Point annotations for photos
↓↓↓
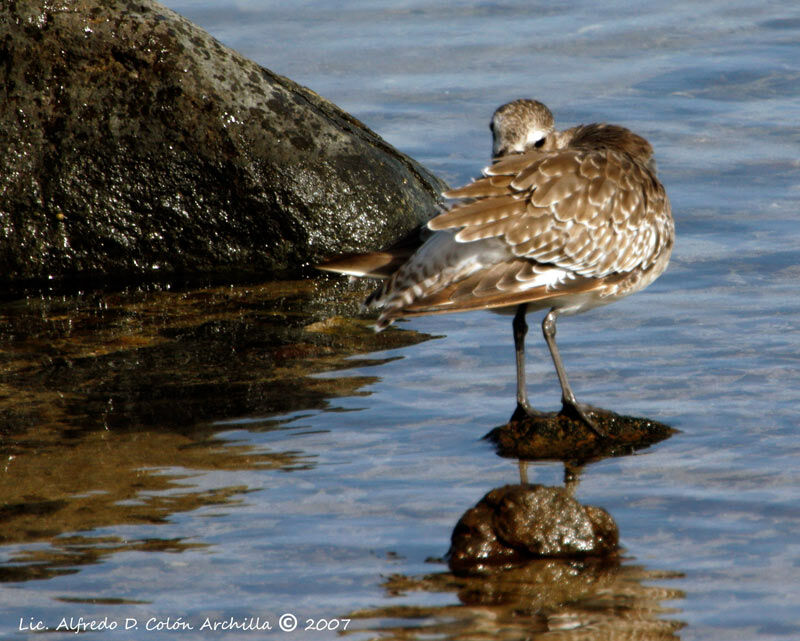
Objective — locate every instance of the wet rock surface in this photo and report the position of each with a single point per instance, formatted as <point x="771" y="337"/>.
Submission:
<point x="133" y="143"/>
<point x="516" y="523"/>
<point x="558" y="436"/>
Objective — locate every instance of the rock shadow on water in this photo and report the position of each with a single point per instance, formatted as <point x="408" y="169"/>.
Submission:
<point x="529" y="560"/>
<point x="575" y="600"/>
<point x="561" y="437"/>
<point x="110" y="400"/>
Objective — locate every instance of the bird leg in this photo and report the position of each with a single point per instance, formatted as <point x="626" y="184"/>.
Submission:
<point x="568" y="400"/>
<point x="520" y="329"/>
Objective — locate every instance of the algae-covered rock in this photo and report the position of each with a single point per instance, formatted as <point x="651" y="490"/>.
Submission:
<point x="132" y="142"/>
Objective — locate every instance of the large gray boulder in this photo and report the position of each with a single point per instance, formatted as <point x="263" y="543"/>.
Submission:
<point x="132" y="142"/>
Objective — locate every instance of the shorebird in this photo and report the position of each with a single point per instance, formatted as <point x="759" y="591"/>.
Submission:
<point x="561" y="220"/>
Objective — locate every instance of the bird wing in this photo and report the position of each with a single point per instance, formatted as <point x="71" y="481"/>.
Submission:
<point x="592" y="211"/>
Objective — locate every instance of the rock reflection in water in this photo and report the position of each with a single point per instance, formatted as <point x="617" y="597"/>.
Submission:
<point x="574" y="600"/>
<point x="108" y="403"/>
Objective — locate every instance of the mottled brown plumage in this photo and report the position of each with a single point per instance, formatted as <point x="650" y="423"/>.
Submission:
<point x="562" y="220"/>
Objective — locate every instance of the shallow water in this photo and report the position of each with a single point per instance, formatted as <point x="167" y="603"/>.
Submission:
<point x="223" y="452"/>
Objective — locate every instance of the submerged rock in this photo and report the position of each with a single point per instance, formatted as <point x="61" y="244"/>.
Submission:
<point x="516" y="523"/>
<point x="133" y="142"/>
<point x="562" y="437"/>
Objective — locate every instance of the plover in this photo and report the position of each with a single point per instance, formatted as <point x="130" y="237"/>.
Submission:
<point x="561" y="220"/>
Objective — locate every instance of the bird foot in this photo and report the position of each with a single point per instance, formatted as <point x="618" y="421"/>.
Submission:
<point x="582" y="412"/>
<point x="525" y="410"/>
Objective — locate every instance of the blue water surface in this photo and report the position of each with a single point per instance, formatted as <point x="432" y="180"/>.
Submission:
<point x="712" y="348"/>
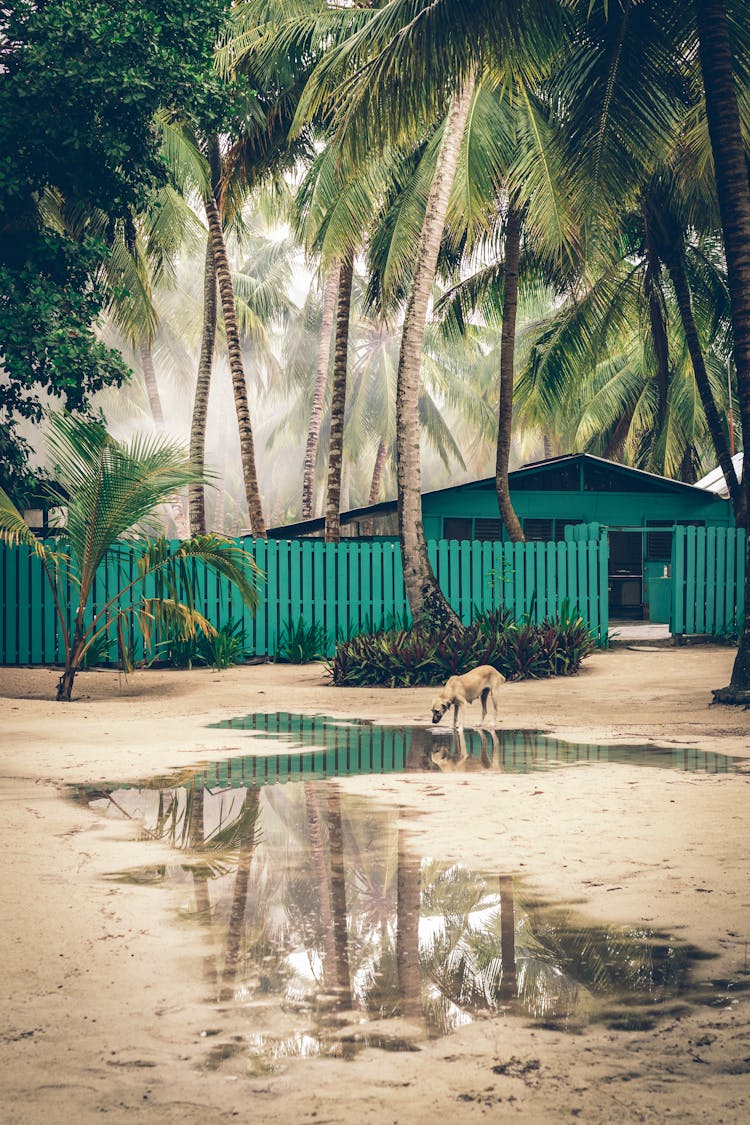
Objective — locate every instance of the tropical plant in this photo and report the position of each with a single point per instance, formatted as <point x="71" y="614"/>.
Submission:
<point x="300" y="642"/>
<point x="109" y="491"/>
<point x="421" y="656"/>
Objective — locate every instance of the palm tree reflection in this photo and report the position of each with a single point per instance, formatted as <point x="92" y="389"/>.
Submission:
<point x="322" y="915"/>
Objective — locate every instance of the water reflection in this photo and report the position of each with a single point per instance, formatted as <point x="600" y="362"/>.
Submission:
<point x="319" y="746"/>
<point x="328" y="932"/>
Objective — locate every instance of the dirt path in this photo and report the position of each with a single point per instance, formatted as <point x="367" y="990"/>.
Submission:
<point x="101" y="1015"/>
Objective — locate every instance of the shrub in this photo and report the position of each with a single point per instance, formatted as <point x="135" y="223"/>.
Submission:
<point x="413" y="657"/>
<point x="224" y="649"/>
<point x="301" y="644"/>
<point x="220" y="650"/>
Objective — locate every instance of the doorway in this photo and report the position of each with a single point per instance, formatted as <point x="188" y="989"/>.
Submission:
<point x="626" y="574"/>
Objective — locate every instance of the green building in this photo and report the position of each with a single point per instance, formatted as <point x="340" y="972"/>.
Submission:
<point x="636" y="510"/>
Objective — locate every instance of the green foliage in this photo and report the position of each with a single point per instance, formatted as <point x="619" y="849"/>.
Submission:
<point x="301" y="644"/>
<point x="78" y="153"/>
<point x="96" y="654"/>
<point x="225" y="648"/>
<point x="419" y="657"/>
<point x="219" y="650"/>
<point x="110" y="489"/>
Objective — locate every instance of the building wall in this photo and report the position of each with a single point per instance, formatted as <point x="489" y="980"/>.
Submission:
<point x="612" y="509"/>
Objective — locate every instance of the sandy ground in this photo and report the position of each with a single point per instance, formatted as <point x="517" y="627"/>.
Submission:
<point x="101" y="1020"/>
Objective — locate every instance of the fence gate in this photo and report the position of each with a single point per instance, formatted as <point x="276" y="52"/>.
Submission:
<point x="708" y="566"/>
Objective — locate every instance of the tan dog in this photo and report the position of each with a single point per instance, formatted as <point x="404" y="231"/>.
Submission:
<point x="481" y="683"/>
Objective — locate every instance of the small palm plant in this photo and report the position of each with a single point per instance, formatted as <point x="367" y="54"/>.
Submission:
<point x="110" y="491"/>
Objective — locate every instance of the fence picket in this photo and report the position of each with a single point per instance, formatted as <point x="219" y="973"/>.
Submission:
<point x="343" y="587"/>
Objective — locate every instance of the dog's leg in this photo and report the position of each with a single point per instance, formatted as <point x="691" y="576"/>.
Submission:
<point x="496" y="711"/>
<point x="482" y="696"/>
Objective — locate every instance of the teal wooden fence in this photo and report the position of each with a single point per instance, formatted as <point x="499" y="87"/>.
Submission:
<point x="708" y="566"/>
<point x="344" y="587"/>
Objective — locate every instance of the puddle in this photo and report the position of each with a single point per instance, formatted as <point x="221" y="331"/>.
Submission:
<point x="321" y="746"/>
<point x="326" y="932"/>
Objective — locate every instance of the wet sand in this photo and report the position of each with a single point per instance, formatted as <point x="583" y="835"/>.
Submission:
<point x="101" y="1016"/>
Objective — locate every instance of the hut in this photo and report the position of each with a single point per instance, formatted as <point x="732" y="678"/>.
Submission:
<point x="638" y="511"/>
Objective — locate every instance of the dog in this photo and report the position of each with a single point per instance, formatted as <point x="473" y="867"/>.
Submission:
<point x="481" y="683"/>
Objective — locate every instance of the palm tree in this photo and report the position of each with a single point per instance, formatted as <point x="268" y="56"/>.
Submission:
<point x="214" y="201"/>
<point x="199" y="419"/>
<point x="426" y="600"/>
<point x="339" y="401"/>
<point x="109" y="489"/>
<point x="330" y="298"/>
<point x="733" y="190"/>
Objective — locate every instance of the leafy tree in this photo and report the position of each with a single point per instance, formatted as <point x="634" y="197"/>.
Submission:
<point x="77" y="104"/>
<point x="108" y="491"/>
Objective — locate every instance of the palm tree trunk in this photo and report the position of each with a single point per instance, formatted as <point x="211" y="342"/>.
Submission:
<point x="658" y="322"/>
<point x="719" y="434"/>
<point x="507" y="362"/>
<point x="425" y="597"/>
<point x="197" y="492"/>
<point x="733" y="190"/>
<point x="377" y="471"/>
<point x="238" y="385"/>
<point x="339" y="402"/>
<point x="330" y="294"/>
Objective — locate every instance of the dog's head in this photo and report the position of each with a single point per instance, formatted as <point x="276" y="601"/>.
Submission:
<point x="439" y="709"/>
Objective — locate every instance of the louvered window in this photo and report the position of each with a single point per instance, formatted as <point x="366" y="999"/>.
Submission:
<point x="457" y="528"/>
<point x="488" y="531"/>
<point x="536" y="530"/>
<point x="560" y="528"/>
<point x="658" y="543"/>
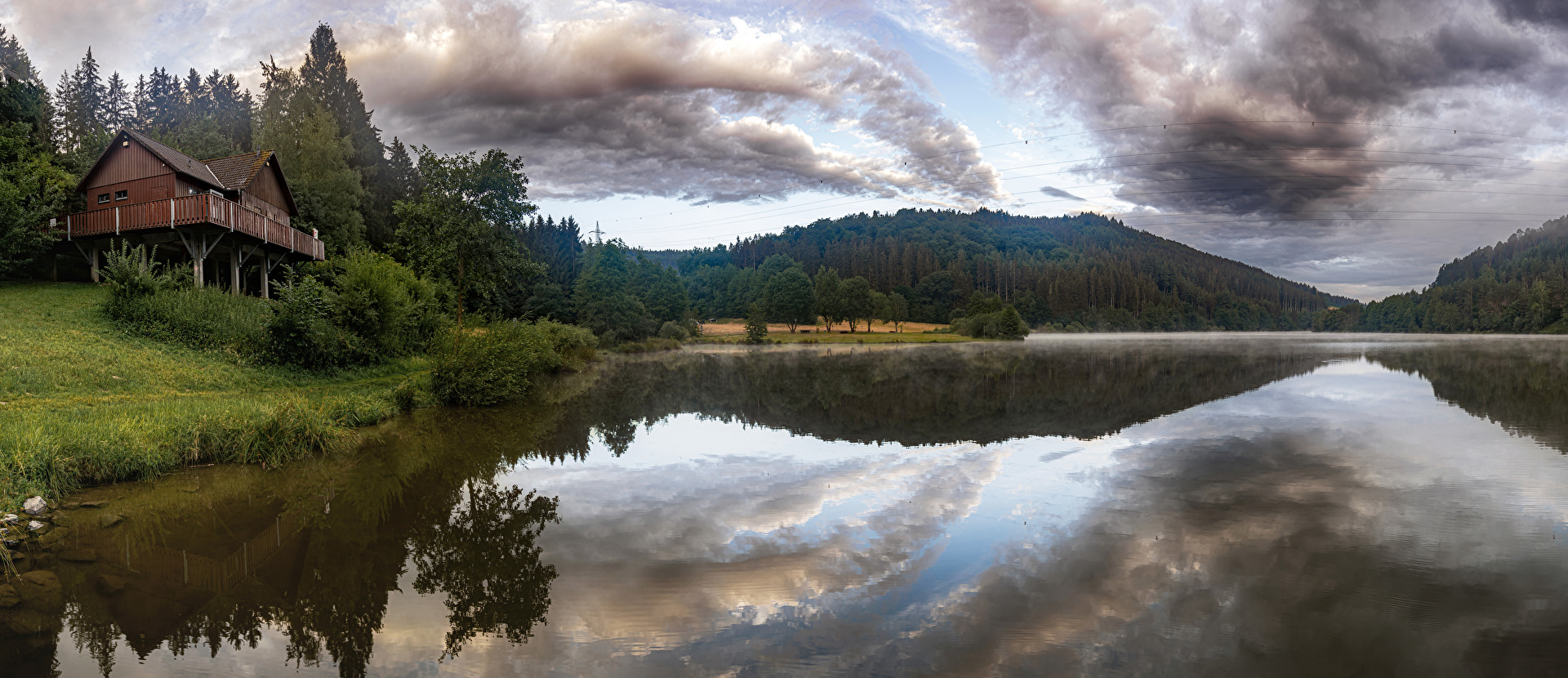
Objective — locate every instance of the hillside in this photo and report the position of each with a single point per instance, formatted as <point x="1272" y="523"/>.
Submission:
<point x="1515" y="286"/>
<point x="1084" y="270"/>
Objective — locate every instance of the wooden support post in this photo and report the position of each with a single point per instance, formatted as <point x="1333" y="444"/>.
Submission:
<point x="235" y="286"/>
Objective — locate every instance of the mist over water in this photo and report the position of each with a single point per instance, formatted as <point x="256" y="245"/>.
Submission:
<point x="1276" y="504"/>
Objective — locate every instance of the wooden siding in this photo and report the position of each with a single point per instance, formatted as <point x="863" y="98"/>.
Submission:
<point x="124" y="163"/>
<point x="189" y="211"/>
<point x="138" y="190"/>
<point x="248" y="199"/>
<point x="269" y="189"/>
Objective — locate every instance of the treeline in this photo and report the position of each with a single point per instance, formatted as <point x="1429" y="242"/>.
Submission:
<point x="1082" y="272"/>
<point x="1515" y="286"/>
↑↑↑
| Short exercise |
Print nothing but the lines from the line with "Objective — locate every instance of the wooden support" to the last line of the records above. Both of those lines count.

| The output |
Objective — locate every instance of the wooden support post in this photo and report the position of each with a single point per instance, formatted as <point x="1333" y="444"/>.
Submission:
<point x="235" y="286"/>
Objective — locate every instance of the mist over water in this photo and report the position of each with a single point per instance, formatted as <point x="256" y="245"/>.
Submission:
<point x="1276" y="504"/>
Objective — locate every instance of the wooden siding in this photo and report the position of each with a single point per instance, formatted as <point x="863" y="98"/>.
Submission:
<point x="124" y="163"/>
<point x="189" y="211"/>
<point x="138" y="190"/>
<point x="248" y="199"/>
<point x="269" y="189"/>
Objective — locate every instance of the treeline in this photo and report the position of each with a single point per instance, formatted as <point x="1429" y="242"/>.
Submission:
<point x="1082" y="272"/>
<point x="1515" y="286"/>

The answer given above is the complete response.